▶ **Set problem**: Pull out every line of the entries below that contains the word "street", matching case exactly.

▶ **Data for the task**:

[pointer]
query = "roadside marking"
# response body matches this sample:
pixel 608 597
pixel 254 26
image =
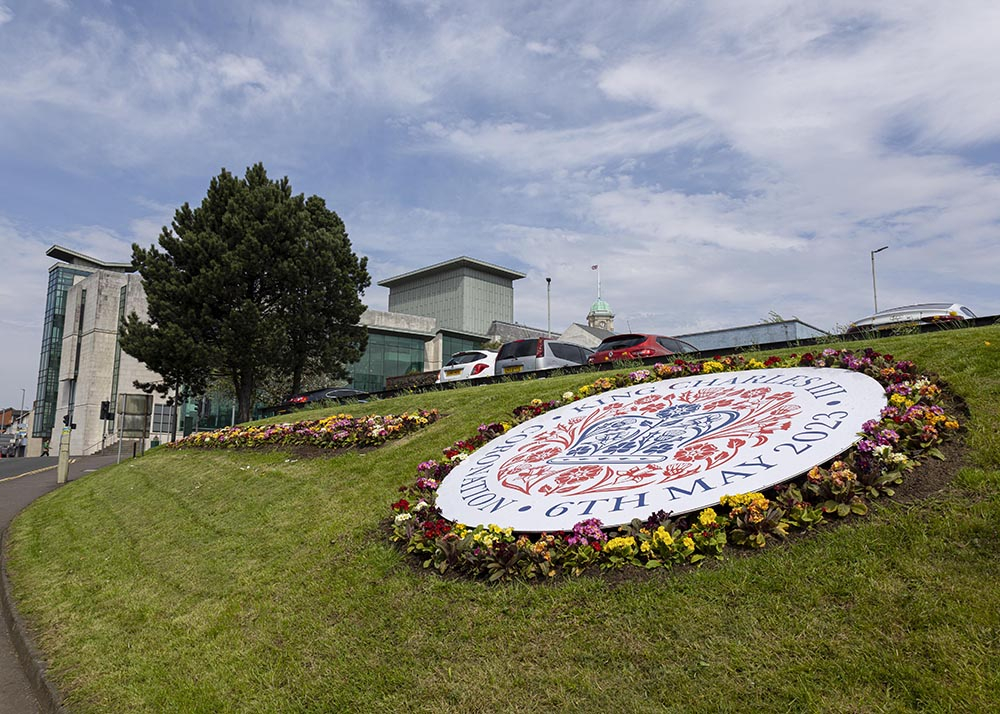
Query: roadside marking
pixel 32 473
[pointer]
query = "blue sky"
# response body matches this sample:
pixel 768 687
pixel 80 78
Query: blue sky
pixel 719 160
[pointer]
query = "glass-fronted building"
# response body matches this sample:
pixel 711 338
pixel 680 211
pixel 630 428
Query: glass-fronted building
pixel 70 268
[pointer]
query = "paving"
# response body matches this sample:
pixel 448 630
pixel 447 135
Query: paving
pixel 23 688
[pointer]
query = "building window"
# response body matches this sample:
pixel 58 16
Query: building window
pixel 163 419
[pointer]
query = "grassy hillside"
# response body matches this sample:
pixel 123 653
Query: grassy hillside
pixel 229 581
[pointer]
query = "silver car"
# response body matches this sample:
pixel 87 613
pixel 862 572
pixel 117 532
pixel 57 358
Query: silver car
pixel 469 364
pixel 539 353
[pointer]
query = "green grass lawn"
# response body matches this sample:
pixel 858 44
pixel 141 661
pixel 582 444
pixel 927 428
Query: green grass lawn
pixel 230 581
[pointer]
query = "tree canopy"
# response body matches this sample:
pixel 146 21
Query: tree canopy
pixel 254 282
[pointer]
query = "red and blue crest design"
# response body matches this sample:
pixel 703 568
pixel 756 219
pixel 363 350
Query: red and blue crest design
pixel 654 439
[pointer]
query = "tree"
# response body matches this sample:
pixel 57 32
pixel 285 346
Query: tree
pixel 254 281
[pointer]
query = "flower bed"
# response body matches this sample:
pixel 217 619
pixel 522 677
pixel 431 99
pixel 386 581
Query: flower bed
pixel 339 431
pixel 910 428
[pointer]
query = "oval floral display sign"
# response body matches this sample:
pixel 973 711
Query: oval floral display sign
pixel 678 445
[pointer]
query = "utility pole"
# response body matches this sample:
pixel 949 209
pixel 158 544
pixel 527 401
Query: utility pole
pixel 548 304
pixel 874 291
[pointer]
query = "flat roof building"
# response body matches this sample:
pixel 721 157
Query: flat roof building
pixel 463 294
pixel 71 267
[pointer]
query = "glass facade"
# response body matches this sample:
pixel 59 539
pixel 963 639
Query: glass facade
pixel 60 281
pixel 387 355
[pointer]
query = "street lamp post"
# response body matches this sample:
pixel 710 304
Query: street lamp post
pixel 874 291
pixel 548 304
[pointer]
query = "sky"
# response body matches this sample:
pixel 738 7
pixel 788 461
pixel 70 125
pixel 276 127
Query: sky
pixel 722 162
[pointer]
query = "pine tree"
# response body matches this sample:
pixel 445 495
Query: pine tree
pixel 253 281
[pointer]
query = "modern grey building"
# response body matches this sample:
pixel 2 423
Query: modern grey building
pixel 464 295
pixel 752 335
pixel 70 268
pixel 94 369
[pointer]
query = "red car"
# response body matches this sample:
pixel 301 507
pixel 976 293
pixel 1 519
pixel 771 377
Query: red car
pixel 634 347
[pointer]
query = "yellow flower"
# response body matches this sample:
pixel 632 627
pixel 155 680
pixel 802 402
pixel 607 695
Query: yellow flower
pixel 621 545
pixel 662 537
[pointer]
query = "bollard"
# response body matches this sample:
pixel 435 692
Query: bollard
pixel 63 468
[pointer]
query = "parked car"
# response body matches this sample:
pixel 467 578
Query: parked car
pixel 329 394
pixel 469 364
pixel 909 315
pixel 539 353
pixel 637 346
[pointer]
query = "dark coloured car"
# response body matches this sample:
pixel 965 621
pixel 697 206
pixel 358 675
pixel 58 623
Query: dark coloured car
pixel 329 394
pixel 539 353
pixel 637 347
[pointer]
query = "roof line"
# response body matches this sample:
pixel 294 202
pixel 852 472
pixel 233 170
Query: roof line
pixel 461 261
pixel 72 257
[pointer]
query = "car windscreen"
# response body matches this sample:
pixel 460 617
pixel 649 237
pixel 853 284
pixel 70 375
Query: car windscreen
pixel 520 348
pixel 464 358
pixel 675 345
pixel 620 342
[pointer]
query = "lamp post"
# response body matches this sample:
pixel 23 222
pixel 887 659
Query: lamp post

▶ **Response to the task**:
query = "street lamp post"
Query: street lamp post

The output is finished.